Image outline annotation entries
-=-=-=-=-

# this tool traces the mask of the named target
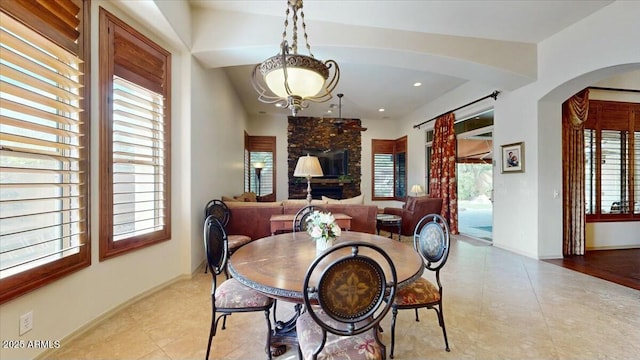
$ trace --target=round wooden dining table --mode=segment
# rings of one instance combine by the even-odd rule
[[[398,288],[418,279],[423,271],[422,258],[411,245],[383,236],[343,231],[336,243],[364,241],[382,248],[396,268]],[[323,260],[324,267],[335,258],[350,253],[343,248]],[[379,253],[369,248],[360,248],[360,254],[383,260]],[[285,321],[276,321],[271,335],[271,353],[279,356],[286,346],[298,346],[296,318],[302,304],[302,285],[307,269],[316,258],[316,244],[306,232],[284,233],[254,240],[236,250],[228,262],[228,269],[240,283],[274,299],[296,303],[294,316]],[[323,262],[318,268],[323,268]],[[385,274],[390,279],[390,274]],[[275,310],[274,310],[275,311]],[[274,316],[275,319],[275,316]]]
[[[355,231],[343,231],[336,243],[346,241],[364,241],[382,248],[396,267],[399,288],[419,278],[424,271],[422,258],[411,245]],[[350,251],[349,248],[342,250],[345,255]],[[368,254],[374,259],[380,257],[369,249],[363,251],[362,254]],[[341,254],[337,252],[333,255],[333,258],[337,258]],[[284,233],[257,239],[242,246],[231,256],[228,268],[236,280],[269,297],[302,303],[304,277],[315,258],[315,242],[306,232]],[[326,264],[333,258],[327,258]]]

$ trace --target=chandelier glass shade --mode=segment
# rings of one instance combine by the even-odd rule
[[[325,102],[332,98],[331,92],[338,85],[340,68],[333,60],[320,61],[311,53],[302,12],[302,0],[287,1],[280,53],[255,66],[251,76],[258,99],[264,103],[275,103],[291,110],[296,116],[299,110],[309,106],[309,101]],[[289,14],[293,12],[292,42],[286,39]],[[309,55],[298,54],[298,12]]]

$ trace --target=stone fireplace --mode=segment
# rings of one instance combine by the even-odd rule
[[[359,130],[351,128],[339,131],[333,120],[289,116],[287,161],[290,199],[304,199],[307,196],[307,179],[294,177],[293,170],[298,158],[306,155],[304,151],[309,149],[321,151],[340,149],[347,150],[349,154],[346,176],[311,179],[311,195],[314,199],[320,199],[322,196],[342,199],[360,195],[362,134]],[[360,119],[345,120],[361,125]]]

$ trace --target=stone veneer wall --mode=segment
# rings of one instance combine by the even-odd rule
[[[361,125],[360,119],[345,119],[355,121]],[[300,156],[306,149],[347,149],[349,150],[349,163],[347,167],[350,182],[340,185],[335,179],[312,179],[311,193],[313,189],[322,187],[342,186],[342,198],[350,198],[360,195],[360,178],[362,174],[362,134],[359,130],[344,129],[338,134],[338,128],[333,124],[333,119],[293,117],[289,116],[287,126],[287,149],[289,151],[289,198],[304,198],[307,191],[307,182],[302,178],[294,178],[293,170]]]

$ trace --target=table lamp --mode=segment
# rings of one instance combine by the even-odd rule
[[[307,178],[307,204],[311,204],[311,178],[322,175],[324,174],[317,157],[307,154],[298,159],[293,176]]]
[[[422,185],[415,184],[411,187],[411,192],[415,193],[416,196],[418,196],[418,194],[422,194],[424,190],[422,190]]]

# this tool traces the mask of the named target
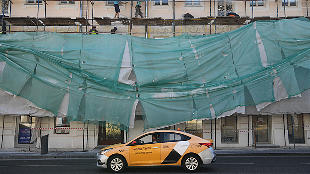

-=-=-=-=-

● **STATED GOAL**
Reproduce every row above verbatim, omitting the pictures.

● **ANSWER TO THIS EXERCISE**
# this tool traces the mask of the named target
$ trace --target=round wooden dining table --mode=segment
# rings of one instance combine by the even-odd rule
[[[398,288],[418,279],[423,271],[422,258],[411,245],[383,236],[343,231],[336,243],[364,241],[382,248],[396,268]],[[323,260],[324,267],[335,258],[350,253],[343,248]],[[379,253],[369,248],[360,248],[360,254],[383,260]],[[285,321],[276,321],[271,335],[271,353],[279,356],[286,346],[298,346],[296,318],[302,304],[302,285],[307,269],[316,258],[316,244],[306,232],[284,233],[254,240],[236,250],[228,262],[228,269],[240,283],[274,299],[296,303],[294,316]],[[323,262],[318,268],[323,268]],[[385,274],[390,279],[390,274]],[[275,310],[274,310],[275,311]],[[274,316],[275,319],[275,316]]]
[[[355,231],[343,231],[336,243],[346,241],[364,241],[382,248],[396,267],[399,288],[419,278],[424,271],[422,258],[411,245]],[[350,251],[349,248],[342,250],[345,255]],[[368,254],[374,259],[380,257],[369,249],[363,251],[362,254]],[[341,254],[337,252],[333,255],[333,258],[337,258]],[[284,233],[257,239],[242,246],[231,256],[228,268],[236,280],[269,297],[302,303],[304,277],[315,258],[315,242],[306,232]],[[326,264],[333,258],[327,258]]]

$ trace --target=chandelier glass shade --mode=segment
# rings of one instance combine by the even-odd rule
[[[325,102],[332,98],[331,92],[338,85],[340,68],[333,60],[320,61],[311,53],[302,12],[302,0],[287,1],[280,53],[255,66],[251,76],[258,99],[264,103],[275,103],[291,110],[296,116],[299,110],[309,106],[309,101]],[[289,14],[293,12],[292,42],[286,39]],[[309,55],[298,54],[298,12]]]

$ trace --target=stone fireplace --mode=segment
# rings of one instance combine by the even-odd rule
[[[359,130],[351,128],[339,131],[333,120],[289,116],[287,161],[290,199],[304,199],[307,196],[307,179],[294,177],[293,170],[298,158],[306,155],[304,151],[309,149],[321,151],[340,149],[347,150],[349,154],[346,176],[311,179],[311,195],[314,199],[320,199],[322,196],[342,199],[360,195],[362,134]],[[360,119],[345,120],[361,125]]]

$ trace --target=stone veneer wall --mode=segment
# rings of one instance combine by the even-odd rule
[[[361,125],[360,119],[345,119],[355,121]],[[300,156],[306,149],[347,149],[349,150],[349,163],[347,167],[350,182],[340,185],[335,179],[312,179],[311,193],[313,189],[322,187],[342,186],[342,198],[350,198],[360,195],[360,178],[362,174],[362,134],[359,130],[344,129],[338,134],[338,128],[333,124],[333,119],[293,117],[289,116],[287,126],[287,149],[289,151],[289,198],[304,198],[307,191],[307,182],[302,178],[294,178],[293,170]]]

$ trace --target=table lamp --mode=segment
# rings of one instance combine by the even-odd rule
[[[307,178],[307,204],[311,204],[311,178],[322,175],[324,174],[317,157],[307,154],[298,159],[293,176]]]
[[[422,185],[415,184],[411,187],[411,192],[415,193],[416,196],[418,196],[418,194],[422,194],[424,190],[422,190]]]

# this tool traces the mask of the named target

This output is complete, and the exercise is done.